_Actions to take_
1 > Transcribe the stretch of the Memphis School blog text from "The stove was" through "inside the house!".
2 > According to the Memphis School blog text, why did the last owners of Memphis School give the writer the old Magic Chef stove? Answer in one to three sentences.

_Given passage_
******

What you're seeing in this photo where the oak-flooring once was is...dirt! You can also make out the white basketball backboard on the left wall.

If you look closely, you will see an old clock hanging to the right of the doorway between the doorway and the interior window. The windows to the left are facing Memphis Ave. The gym was a fun place to ball, bake sales, voting and of course, school carnivals!
The old gym clock and its protective cage now hangs in our game room. Surprisingly, it's the best timekeeper we have at our home! If anyone has any photos of Memphis or the store that was called 'Greens' which was located on the corner of Memphis and W. 41st, please let me know.

Saturday, October 29, 2011

The Teacher's Lunchroom at Memphis

Some shots of the teacher's lunch room. I'm pretty sure the teacher's lunch room was on the second floor and faced Memphis Avenue. The old Magic Chef stove as photographed inside the lunch room before we pulled it.

The stove was given to me by the last owners of Memphis School in return for some photography work I did. It's amazing to think, in our work offices today, most of us use microwave ovens, back then, everything had to be reheated by stove-top or oven.
The stove looks to be from the late 1940's to 50's. The doorway you see to the right was to the teacher's restroom. The stove is now parked in a corner of our garage. We're getting ready for our daughter's birthday party and clambake tomorrow, and we'll be firing up the old stove for the 3' tall clam pot. It's so much easier to steam clams out in the garage than inside the house!
The old percolator coffee pot was a bonus as I found it stored inside the oven. It brews great coffee! Happy Fall, everybody!

Saturday, October 1, 2011

Memphis School Ghost Story

Recently, a few visitors to this blog asked me to retell the 'supernatural' visit I had in our school shortly before it was torn down. I first wrote about this experience of mine in a story that appeared in the February 2010 issue of The Old Brooklyn News. If you haven't seen it, you can find it in this Blogs archives or go to:

So, in the spirit of Halloween, I will share with you one of the scariest moments I had of which occurred during my last visit to Memphis School.

It was an ordinary cool, windy, mid-October evening. I had just finished visiting with my mother who lives around the corner from Memphis and decided to take the 5-minute walk to the school. I remember the sun setting and the sky was a muted orange. The leaves outside the school were whirling in circles and it was pretty close to 6:00 p.m. As many of you know, the school building was, for the most part, accessible. I went in as I did a few times before by slipping into the school through the side doors that faced W. 41st Street.

As soon as I entered the foyer, I immediately heard a loud banging sound of which floated from the depths of the school. It reminded me of someone just banging away on a piece of sheet metal with a steel hammer. I convinced myself it was only a piece of metal flapping in the wind somewhere in the gym below.

There was just enough light coming in from the outside to barely illuminate the stairs and sections of the corridors, but the light dissipated into total darkness by the time it reached the center of the long corridors. The wind outside was blowing so hard that when it entered the school, it created a chorus of sounds that I can't even begin to explain. These sounds came to life as the wind weaved it's way through the classrooms and the corridors. With every window gone and the wind blowing at full speed, Memphis School turned into a monolithic wind chime. It sounded as though every schoolchild's voice and laughter were inexplicably funneled back into the school through some sort of mysterious time warp.

******

_Data supplied_
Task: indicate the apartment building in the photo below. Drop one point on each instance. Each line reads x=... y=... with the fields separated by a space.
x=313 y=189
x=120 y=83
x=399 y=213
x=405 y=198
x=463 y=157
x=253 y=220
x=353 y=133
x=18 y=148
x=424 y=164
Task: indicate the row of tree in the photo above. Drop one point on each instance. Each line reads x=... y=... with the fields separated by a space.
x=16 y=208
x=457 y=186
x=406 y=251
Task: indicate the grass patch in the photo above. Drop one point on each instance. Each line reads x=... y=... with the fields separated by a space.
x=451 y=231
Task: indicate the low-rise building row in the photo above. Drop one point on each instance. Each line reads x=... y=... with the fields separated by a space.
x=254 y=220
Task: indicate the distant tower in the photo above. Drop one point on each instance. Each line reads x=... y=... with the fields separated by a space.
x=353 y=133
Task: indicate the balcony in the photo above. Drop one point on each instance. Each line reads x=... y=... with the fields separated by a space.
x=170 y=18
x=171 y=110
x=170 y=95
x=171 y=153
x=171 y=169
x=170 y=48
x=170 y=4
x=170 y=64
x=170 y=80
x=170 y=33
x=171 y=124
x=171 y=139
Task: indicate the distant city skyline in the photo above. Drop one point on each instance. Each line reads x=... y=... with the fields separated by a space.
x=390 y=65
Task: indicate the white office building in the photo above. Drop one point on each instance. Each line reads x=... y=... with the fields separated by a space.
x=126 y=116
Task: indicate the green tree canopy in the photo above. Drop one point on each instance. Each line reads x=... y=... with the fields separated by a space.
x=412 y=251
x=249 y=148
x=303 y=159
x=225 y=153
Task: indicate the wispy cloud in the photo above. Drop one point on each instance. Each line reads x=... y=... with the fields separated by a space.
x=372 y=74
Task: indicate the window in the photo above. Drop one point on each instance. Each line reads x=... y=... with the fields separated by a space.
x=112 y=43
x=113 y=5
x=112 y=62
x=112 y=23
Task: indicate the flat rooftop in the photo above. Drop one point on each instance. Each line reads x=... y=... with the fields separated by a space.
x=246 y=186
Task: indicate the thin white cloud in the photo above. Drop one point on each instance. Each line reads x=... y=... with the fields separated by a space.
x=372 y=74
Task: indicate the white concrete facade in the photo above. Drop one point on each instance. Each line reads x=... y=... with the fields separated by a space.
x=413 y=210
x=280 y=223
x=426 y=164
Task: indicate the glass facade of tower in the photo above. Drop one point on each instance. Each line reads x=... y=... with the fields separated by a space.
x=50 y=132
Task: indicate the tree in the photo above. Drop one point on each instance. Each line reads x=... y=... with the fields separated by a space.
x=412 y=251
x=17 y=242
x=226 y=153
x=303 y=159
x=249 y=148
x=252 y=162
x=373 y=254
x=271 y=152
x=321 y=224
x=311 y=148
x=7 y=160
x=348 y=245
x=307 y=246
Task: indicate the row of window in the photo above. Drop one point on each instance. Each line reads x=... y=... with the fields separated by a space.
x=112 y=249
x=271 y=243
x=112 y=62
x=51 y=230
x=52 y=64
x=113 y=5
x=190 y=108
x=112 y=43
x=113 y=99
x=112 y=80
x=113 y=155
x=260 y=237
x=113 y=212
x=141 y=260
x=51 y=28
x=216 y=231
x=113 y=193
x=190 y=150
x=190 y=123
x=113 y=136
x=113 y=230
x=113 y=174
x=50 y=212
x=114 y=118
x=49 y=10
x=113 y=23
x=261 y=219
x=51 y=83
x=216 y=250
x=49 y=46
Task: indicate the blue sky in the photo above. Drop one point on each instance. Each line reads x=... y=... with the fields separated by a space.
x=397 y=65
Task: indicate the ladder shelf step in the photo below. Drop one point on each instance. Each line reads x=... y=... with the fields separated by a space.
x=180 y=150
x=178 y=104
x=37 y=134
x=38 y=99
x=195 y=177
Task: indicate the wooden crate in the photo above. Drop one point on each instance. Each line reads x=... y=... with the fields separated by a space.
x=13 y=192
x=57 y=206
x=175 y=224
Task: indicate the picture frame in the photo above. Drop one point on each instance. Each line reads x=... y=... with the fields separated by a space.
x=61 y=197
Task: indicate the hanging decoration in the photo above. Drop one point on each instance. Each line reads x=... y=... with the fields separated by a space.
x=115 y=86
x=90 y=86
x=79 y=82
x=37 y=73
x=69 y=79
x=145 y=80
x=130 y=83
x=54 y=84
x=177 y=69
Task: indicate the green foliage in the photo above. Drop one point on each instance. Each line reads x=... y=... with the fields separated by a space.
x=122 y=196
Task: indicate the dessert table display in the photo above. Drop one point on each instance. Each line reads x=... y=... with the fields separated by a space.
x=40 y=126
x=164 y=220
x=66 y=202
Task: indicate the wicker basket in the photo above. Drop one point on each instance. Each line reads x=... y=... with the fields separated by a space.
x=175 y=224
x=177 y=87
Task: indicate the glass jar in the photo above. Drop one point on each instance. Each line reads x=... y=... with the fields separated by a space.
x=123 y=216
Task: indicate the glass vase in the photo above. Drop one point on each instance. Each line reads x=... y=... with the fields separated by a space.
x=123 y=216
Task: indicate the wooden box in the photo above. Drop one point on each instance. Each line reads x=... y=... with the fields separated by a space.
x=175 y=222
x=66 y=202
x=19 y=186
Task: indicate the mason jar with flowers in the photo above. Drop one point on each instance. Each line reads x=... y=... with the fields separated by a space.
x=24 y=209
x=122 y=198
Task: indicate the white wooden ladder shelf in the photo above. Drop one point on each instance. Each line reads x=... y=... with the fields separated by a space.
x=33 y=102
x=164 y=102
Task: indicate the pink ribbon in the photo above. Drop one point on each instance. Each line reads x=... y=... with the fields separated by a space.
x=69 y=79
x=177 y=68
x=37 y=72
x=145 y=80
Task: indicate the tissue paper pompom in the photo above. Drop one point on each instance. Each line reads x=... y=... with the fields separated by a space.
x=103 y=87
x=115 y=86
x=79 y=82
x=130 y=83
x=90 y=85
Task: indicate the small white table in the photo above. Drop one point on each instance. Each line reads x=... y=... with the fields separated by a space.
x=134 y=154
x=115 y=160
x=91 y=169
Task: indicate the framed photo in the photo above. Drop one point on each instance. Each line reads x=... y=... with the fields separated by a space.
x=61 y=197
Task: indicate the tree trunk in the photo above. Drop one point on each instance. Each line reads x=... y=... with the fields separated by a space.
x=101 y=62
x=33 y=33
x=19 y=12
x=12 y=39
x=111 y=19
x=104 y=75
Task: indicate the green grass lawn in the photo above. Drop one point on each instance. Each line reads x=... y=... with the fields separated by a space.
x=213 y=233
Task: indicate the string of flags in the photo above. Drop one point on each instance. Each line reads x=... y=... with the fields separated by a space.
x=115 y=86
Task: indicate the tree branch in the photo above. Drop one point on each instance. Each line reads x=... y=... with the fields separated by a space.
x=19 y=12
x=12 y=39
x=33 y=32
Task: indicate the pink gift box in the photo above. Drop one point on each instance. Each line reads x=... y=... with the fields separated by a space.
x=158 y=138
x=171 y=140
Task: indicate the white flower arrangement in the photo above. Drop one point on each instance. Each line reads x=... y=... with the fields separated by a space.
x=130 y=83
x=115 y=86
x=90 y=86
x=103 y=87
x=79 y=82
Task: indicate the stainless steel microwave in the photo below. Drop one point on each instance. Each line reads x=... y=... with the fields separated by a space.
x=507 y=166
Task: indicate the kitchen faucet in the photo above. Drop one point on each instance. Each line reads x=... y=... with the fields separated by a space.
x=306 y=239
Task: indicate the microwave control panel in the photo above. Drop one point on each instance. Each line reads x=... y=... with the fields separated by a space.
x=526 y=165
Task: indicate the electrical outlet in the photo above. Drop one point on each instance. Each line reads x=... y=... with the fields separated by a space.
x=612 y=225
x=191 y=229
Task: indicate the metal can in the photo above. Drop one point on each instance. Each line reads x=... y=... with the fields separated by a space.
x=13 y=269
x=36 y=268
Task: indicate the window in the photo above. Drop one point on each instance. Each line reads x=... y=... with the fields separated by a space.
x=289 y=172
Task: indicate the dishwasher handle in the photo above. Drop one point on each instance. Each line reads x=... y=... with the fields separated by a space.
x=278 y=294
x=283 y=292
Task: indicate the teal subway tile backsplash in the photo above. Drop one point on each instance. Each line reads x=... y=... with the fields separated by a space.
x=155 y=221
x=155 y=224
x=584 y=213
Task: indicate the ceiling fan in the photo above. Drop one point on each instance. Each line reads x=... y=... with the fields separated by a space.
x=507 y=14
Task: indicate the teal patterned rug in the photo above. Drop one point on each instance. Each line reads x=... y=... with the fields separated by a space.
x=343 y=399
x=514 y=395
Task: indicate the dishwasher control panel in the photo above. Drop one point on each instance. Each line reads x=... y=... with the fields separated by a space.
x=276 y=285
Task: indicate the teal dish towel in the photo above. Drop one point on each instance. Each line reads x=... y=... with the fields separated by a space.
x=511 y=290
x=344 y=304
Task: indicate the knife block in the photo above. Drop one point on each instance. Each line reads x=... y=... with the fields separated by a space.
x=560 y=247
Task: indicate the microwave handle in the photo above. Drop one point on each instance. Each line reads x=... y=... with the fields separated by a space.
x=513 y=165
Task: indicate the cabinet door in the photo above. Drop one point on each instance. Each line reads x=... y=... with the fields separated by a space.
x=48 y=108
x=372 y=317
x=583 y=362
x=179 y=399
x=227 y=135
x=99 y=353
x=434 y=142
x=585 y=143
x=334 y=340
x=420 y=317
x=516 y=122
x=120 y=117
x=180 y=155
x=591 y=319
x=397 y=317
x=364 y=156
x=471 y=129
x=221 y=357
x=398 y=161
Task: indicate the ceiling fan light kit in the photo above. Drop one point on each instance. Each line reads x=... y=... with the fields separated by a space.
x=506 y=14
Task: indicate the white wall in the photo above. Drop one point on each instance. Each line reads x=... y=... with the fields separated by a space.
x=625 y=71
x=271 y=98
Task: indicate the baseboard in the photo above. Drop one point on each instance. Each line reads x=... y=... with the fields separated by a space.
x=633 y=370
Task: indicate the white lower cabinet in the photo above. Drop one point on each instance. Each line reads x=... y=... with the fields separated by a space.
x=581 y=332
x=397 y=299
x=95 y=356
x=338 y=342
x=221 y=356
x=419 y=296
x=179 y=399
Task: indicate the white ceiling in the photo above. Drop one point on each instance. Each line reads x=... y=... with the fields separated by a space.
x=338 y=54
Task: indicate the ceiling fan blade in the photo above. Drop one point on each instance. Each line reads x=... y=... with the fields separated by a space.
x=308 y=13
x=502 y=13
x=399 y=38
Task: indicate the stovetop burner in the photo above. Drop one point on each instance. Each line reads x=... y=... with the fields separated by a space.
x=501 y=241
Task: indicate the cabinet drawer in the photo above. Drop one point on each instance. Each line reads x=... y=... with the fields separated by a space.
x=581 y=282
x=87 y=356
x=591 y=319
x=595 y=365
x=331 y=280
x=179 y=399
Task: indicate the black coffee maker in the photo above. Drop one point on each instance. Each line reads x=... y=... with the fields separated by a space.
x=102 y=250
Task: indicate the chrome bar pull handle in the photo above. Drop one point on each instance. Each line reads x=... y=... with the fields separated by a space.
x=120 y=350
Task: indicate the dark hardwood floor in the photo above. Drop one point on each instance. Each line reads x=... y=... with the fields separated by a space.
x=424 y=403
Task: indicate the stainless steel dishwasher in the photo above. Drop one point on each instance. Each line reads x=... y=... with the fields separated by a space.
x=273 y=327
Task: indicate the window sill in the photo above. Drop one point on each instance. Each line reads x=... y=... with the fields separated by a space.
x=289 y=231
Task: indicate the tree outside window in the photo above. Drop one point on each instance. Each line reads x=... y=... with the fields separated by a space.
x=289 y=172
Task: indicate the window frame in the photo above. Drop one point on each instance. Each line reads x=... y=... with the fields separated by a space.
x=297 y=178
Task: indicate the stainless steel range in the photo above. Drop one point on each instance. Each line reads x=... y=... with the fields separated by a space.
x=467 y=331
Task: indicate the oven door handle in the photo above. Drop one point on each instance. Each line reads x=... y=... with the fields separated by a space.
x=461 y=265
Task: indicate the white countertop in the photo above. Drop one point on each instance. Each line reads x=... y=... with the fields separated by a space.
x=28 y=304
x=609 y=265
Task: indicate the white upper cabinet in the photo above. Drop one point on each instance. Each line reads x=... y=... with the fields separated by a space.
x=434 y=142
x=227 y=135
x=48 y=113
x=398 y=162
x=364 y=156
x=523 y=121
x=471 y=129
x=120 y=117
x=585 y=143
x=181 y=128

******

_Results for the exercise_
1 >
The stove was given to me by the last owners of Memphis School in return for some photography work I did. It's amazing to think, in our work offices today, most of us use microwave ovens, back then, everything had to be reheated by stove-top or oven.
The stove looks to be from the late 1940's to 50's. The doorway you see to the right was to the teacher's restroom. The stove is now parked in a corner of our garage. We're getting ready for our daughter's birthday party and clambake tomorrow, and we'll be firing up the old stove for the 3' tall clam pot. It's so much easier to steam clams out in the garage than inside the house!

2 > The last owners of Memphis School gave the writer the stove in return for some photography work the writer had done.